Start of SELECTED EXCERPT
How Cowardly Are America’s Students?

Experience shows that if you are 25 years old or younger, the Wuhan virus is less deadly than the average seasonal flu. (If you didn’t already know that, watch this.) And how many young people die of the seasonal flu? Virtually none. So it is hard to say why primary and secondary schools and colleges are not opening for business this fall.

In the case of K-12, there is an obvious villain in the teacher’s unions, which want more money for less work, are bargaining for far-left policies as a condition of re-opening, and, as always, couldn’t care less about the kids. But what about our colleges and universities? How can we explain their going online when there less than an average risk to their students?

A lot of students are unhappy about being deprived of the on-campus experience that their parents pay for. Thus, enrollment at schools like Harvard and Yale is reported to be down by around 20%. But on the other hand, some students are holding out, demanding to be excluded from campus. Campus Reform has the bizarre story, including this sub-head: “Student activists across the nation are protesting against in-person instruction.”
End of SELECTED EXCERPT
Start of DATA FOR ANALYSIS
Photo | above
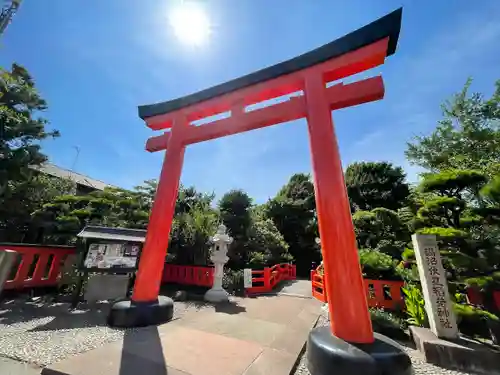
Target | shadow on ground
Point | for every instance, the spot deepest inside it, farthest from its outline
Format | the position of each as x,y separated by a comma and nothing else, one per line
149,358
230,307
87,315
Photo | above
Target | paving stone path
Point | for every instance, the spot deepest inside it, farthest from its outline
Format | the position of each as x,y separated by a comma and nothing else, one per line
36,334
420,367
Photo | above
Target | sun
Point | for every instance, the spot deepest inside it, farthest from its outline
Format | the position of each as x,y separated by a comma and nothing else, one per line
190,23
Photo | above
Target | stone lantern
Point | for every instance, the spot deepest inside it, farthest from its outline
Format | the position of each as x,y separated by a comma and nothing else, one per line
220,241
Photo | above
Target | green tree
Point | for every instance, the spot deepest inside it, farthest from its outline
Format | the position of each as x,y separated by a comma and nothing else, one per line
235,212
448,211
382,230
293,211
266,245
468,136
21,127
23,197
376,184
63,217
190,235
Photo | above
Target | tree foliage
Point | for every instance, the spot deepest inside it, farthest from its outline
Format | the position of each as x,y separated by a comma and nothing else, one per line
21,127
293,211
468,136
371,185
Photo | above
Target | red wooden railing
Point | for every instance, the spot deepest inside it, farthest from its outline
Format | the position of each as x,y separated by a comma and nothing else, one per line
318,286
36,265
379,293
263,281
188,275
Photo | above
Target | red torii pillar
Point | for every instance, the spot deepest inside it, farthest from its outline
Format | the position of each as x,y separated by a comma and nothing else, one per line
309,73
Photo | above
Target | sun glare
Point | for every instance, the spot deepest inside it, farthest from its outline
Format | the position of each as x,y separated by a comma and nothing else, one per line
190,23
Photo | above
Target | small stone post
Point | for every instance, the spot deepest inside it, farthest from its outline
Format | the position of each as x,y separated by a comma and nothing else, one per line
221,240
434,287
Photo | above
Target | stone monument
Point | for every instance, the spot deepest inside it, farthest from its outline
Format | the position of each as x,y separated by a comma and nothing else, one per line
434,287
220,241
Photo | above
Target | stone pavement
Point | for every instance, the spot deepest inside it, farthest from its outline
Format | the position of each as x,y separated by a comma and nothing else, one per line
299,288
12,367
251,336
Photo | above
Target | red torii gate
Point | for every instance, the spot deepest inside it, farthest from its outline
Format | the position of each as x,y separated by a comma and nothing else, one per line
309,74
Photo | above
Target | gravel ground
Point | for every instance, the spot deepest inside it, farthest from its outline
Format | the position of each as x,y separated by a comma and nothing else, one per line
44,332
420,367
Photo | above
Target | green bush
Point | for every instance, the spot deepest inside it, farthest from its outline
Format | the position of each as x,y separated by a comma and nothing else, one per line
257,260
376,265
387,323
232,281
415,306
473,321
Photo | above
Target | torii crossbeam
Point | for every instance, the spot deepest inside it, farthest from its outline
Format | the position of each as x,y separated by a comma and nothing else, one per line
304,80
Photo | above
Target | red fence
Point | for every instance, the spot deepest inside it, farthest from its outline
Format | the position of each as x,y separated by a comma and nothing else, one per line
36,265
379,293
188,275
263,281
318,286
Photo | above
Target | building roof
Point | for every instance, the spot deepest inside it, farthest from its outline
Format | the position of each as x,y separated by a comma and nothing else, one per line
54,170
108,233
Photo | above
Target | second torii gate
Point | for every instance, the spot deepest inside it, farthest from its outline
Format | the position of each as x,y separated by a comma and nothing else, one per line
306,78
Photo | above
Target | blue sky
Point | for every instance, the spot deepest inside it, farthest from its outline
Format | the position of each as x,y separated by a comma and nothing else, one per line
95,61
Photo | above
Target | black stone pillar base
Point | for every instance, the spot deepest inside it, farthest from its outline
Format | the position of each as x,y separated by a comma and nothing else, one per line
128,313
327,354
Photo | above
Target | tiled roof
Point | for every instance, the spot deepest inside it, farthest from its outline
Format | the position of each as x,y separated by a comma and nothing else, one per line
54,170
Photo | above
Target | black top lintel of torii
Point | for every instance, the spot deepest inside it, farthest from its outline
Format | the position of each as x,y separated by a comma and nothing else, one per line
387,26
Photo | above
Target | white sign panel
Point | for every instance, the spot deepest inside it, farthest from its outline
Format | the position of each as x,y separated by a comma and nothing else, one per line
434,286
247,277
105,255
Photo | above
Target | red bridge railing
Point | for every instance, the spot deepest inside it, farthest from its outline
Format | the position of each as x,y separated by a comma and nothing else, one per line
36,265
263,281
188,275
379,293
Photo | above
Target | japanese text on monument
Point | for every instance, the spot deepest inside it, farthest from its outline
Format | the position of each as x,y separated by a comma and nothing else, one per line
437,287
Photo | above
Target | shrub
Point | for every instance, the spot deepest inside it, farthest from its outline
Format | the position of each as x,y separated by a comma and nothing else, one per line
386,322
473,321
257,260
415,306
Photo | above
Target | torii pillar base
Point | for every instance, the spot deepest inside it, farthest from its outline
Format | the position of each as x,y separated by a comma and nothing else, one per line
129,314
328,354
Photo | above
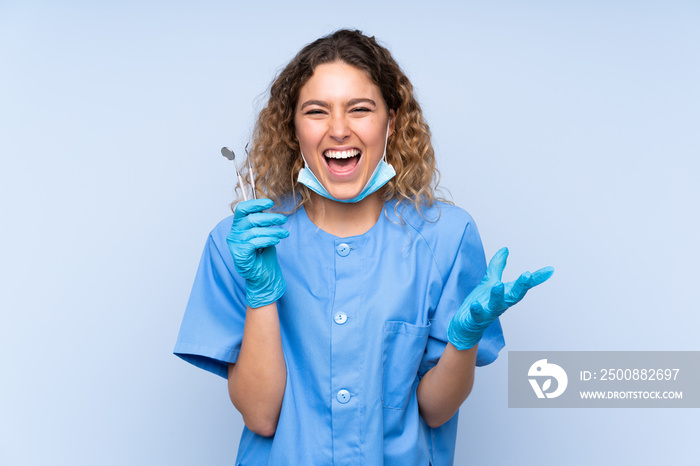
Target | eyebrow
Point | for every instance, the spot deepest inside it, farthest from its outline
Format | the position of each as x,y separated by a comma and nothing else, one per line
350,103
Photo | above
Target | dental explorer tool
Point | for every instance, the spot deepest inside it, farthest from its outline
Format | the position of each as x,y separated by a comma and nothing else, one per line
228,153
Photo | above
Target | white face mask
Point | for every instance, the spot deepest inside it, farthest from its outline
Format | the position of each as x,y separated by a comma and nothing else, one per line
381,175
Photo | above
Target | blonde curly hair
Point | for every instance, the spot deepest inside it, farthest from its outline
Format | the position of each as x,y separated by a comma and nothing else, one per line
275,157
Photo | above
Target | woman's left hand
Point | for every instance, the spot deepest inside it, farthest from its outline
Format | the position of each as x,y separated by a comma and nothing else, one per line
489,300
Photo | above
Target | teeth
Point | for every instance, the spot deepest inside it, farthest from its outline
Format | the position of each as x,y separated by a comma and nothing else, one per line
341,154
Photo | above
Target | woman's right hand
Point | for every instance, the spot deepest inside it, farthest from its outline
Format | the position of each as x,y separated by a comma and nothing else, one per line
252,241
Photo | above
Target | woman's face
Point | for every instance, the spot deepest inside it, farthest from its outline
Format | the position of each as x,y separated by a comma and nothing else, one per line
341,122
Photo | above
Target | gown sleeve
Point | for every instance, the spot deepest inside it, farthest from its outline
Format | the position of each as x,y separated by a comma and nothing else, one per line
212,327
461,272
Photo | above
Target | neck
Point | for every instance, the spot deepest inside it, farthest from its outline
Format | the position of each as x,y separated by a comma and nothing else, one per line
344,219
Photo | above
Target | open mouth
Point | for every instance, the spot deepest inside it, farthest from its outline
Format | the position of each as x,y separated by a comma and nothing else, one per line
342,161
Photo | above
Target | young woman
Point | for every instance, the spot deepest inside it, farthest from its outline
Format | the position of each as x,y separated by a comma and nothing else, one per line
349,336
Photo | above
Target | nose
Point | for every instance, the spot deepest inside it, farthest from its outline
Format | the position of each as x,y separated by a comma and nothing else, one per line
339,129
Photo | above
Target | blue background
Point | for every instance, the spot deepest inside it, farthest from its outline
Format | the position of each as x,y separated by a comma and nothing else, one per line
569,130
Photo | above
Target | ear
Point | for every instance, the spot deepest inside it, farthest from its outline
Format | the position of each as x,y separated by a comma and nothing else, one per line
392,121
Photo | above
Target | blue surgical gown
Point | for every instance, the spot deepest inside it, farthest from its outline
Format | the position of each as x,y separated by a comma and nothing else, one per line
362,320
End of DATA FOR ANALYSIS
Transcribe the passage of the column on college reopening between "How Cowardly Are" and "business this fall.", inclusive.

=== TASK OUTPUT ===
How Cowardly Are America’s Students?

Experience shows that if you are 25 years old or younger, the Wuhan virus is less deadly than the average seasonal flu. (If you didn’t already know that, watch this.) And how many young people die of the seasonal flu? Virtually none. So it is hard to say why primary and secondary schools and colleges are not opening for business this fall.